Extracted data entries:
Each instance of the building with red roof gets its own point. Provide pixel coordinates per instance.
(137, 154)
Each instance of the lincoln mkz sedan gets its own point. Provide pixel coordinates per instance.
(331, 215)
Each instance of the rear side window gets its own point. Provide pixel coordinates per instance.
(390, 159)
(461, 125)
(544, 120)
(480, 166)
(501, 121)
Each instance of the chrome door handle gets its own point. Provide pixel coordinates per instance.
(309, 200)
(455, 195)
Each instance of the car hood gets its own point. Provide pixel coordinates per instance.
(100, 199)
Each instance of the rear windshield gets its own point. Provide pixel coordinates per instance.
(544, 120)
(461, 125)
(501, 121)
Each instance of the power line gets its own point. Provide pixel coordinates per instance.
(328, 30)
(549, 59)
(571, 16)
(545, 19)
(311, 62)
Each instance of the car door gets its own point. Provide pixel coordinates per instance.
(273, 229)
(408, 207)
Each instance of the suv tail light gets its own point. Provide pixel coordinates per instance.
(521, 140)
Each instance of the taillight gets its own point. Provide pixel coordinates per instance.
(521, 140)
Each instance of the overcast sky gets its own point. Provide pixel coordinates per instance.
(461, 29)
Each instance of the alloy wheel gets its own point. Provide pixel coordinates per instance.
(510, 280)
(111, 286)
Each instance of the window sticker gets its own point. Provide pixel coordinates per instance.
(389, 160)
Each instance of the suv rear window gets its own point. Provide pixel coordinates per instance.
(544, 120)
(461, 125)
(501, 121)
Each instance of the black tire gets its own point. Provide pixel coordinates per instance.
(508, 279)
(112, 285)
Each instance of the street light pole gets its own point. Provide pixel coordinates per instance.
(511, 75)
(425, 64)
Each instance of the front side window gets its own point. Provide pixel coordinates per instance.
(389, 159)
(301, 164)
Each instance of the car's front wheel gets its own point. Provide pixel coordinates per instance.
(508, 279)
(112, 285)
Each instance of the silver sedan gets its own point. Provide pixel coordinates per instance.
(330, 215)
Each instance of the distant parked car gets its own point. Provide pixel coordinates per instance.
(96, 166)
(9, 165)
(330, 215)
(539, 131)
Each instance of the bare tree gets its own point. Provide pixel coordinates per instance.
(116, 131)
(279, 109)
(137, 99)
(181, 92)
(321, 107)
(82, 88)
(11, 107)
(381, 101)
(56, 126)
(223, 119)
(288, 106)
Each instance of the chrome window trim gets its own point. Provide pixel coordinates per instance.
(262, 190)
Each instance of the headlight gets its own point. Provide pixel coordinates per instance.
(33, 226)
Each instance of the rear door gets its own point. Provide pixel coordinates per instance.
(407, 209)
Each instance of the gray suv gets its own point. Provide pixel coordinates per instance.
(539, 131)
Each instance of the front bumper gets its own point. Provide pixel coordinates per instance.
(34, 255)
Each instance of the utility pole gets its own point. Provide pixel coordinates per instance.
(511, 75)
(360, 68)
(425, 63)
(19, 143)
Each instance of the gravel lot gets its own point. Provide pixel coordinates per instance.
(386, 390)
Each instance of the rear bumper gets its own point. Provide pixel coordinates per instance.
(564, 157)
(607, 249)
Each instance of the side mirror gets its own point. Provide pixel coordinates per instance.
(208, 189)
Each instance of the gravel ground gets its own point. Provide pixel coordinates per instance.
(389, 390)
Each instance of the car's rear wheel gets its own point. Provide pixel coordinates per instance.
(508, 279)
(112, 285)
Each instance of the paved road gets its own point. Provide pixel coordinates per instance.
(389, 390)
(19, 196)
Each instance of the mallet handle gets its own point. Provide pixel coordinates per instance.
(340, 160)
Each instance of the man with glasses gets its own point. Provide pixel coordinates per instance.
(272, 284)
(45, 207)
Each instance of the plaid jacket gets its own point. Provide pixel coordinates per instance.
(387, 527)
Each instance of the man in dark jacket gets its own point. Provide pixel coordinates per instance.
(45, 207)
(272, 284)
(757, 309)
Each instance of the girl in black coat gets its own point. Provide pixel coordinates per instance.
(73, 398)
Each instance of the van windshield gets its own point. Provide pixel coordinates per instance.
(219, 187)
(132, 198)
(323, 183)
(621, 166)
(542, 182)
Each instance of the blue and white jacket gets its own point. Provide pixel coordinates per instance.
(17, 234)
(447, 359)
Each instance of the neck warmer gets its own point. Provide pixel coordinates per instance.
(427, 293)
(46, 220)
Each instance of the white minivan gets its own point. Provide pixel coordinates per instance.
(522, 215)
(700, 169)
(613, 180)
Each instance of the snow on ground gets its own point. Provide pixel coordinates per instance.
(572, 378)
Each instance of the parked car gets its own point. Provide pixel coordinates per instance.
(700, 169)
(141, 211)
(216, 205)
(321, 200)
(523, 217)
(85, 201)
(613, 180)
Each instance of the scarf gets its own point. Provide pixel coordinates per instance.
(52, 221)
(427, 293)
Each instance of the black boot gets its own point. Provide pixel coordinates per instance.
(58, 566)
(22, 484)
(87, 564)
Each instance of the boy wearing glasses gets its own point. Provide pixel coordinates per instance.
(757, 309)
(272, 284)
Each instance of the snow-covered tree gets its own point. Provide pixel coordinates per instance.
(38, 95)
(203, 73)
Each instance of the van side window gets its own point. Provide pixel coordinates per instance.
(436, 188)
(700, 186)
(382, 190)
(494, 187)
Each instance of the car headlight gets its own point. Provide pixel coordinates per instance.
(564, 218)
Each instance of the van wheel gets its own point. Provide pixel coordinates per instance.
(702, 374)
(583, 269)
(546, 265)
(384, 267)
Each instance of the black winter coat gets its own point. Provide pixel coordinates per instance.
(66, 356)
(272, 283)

PROBLEM DETAILS: Restate each entry above word for word.

OUTPUT OF THE TASK:
Each instance of the building with red roof gets its own point. Provide pixel coordinates per instance.
(137, 154)
Each instance of the lincoln mkz sedan gets its own point. Provide pixel coordinates per instance.
(331, 215)
Each instance of the rear side window gets its own point. Provide pixel coordinates per instance.
(390, 159)
(461, 125)
(544, 120)
(480, 166)
(501, 121)
Each instance of the chrome door handle gets its own point. Provide pixel coordinates per instance.
(309, 200)
(455, 195)
Each instance of the car hood gets its own point. Provide pixel coordinates per instance.
(100, 199)
Each instance of the rear windshield gets its own point. Provide pixel coordinates per instance.
(544, 120)
(461, 125)
(501, 121)
Each instance of the power line gets its own point. Provide pixel coordinates per instance.
(328, 30)
(549, 59)
(571, 16)
(545, 19)
(311, 62)
Each instance of the car door gets its own point. Provide pixel coordinates per instance.
(273, 229)
(408, 207)
Each instance of the suv tail light gets its own point. Provide pixel coordinates per instance.
(521, 140)
Each instance of the taillight gets its own point. Provide pixel coordinates per instance.
(521, 140)
Each instance of the overcast sky gets its own point. Provide pixel coordinates per instance.
(461, 29)
Each instance of the alloy wheel gets its own point. Provide pixel coordinates per instance.
(510, 280)
(111, 286)
Each instance of the window sticker gets its own point. Provide pixel coordinates per instance.
(389, 160)
Each instance of the suv rear window gets its own point. Provide pixel coordinates per instance.
(544, 120)
(461, 125)
(501, 121)
Each instance of the black tire gets its own point. Provide pixel coordinates per instance.
(508, 279)
(112, 285)
Each instance of the street light pole gets its own point. Provide pixel coordinates per instance.
(511, 75)
(425, 64)
Each instance of the front side window gets its own point. Provide pixel coordinates per instance.
(389, 159)
(301, 164)
Each instance of the car's front wheel gets its own point. Provide pixel coordinates per instance.
(508, 279)
(112, 285)
Each instance of the silver sedan gets its own point. Provide pixel coordinates per instance.
(330, 215)
Each instance of the distant parked car gets its own point. Provide pixel coordinates per instance.
(96, 166)
(9, 165)
(330, 215)
(539, 131)
Each instance of the bare tree gets its own point. Provide pixel coordinates per instance.
(116, 131)
(279, 109)
(137, 99)
(181, 92)
(321, 107)
(82, 88)
(11, 107)
(381, 101)
(56, 126)
(223, 119)
(288, 106)
Each instance of the chrome window trim gets its own point. Provide pixel coordinates per instance.
(262, 190)
Each instance of the headlight gets its own point. Provide pixel coordinates per instance.
(33, 226)
Each instance of the rear door gets its own point. Provide pixel coordinates per instance.
(407, 209)
Each instance of the gray suv gets its own point. Provide pixel coordinates per instance.
(539, 131)
Each instance of the front bumper gets its own point. Provide pixel coordinates per instance.
(34, 255)
Each instance of the utility pole gets its own point. Provide pixel coordinates per instance.
(511, 75)
(360, 68)
(425, 63)
(19, 143)
Each instance of the gravel lot gets its own point. Provide pixel coordinates per instance.
(386, 390)
Each instance of the rear bumper gets its own point. Provide pixel coordinates per instance.
(564, 157)
(607, 249)
Each instance of the side mirror gets its own point. Provide pixel coordinates per instance.
(208, 189)
Each instance of the gravel ground gets its own point. Provide pixel coordinates per instance.
(389, 390)
Each instance of the car's rear wheel gets its own point. Provide pixel coordinates per instance.
(508, 279)
(112, 285)
Each instance of the paved road gets its own point. Provide pixel coordinates per instance.
(389, 390)
(19, 196)
Each instance of the mallet handle gets its own point. Provide pixel coordinates per instance.
(340, 160)
Each instance of the man with glasses gets its own point. Provide pixel coordinates per instance.
(272, 284)
(45, 207)
Each instance of the plaid jacket gets its own point. Provide pixel coordinates per instance.
(387, 527)
Each instance of the man in dark jacket gets its own point. Provide pixel coordinates per instance.
(45, 207)
(272, 284)
(757, 309)
Each instance of the girl in black coat gets its own point. Provide pixel coordinates per instance.
(73, 398)
Each instance of the van windshield gets its own point. Provide pixel coordinates per instance.
(219, 187)
(132, 198)
(323, 183)
(621, 166)
(542, 182)
Each instance of the blue and white jacket gets its own point. Provide pixel coordinates per instance.
(17, 234)
(447, 359)
Each instance of the neck warmer gets its own point. Provide pixel coordinates per instance.
(427, 293)
(46, 220)
Each instance of the white minivan gets its own point. Provide pixel coordinates per instance.
(522, 215)
(700, 169)
(613, 180)
Each instance of the snow on ground gets its own point. Provide pixel coordinates per instance.
(572, 378)
Each instance of the parked car gets its own point. Provide pixel coordinates per instance.
(700, 169)
(141, 211)
(216, 205)
(321, 200)
(523, 217)
(85, 201)
(613, 180)
Each instance of the scarf gets its own point. Provide pixel coordinates per instance.
(52, 221)
(427, 293)
Each instance of the black boot gets its own point. Provide pixel coordinates per instance.
(58, 566)
(22, 484)
(87, 564)
Each instance of the boy wearing glasses gets its own point. Provide pixel coordinates per instance.
(757, 309)
(272, 284)
Each instance of the snow-covered tree gets its own point. Provide pixel coordinates per instance.
(38, 95)
(203, 73)
Each instance of the van side window gets its own point. Provide pixel coordinates per instance.
(436, 188)
(700, 186)
(382, 190)
(494, 187)
Each instance of the car headlight gets its own point. Provide pixel coordinates per instance.
(564, 218)
Each instance of the van wheel gets its own point. Provide pixel coordinates per instance.
(702, 374)
(583, 269)
(546, 265)
(384, 267)
Each instance of the black winter coat gets its own point. Provide pixel coordinates per instance.
(66, 356)
(272, 283)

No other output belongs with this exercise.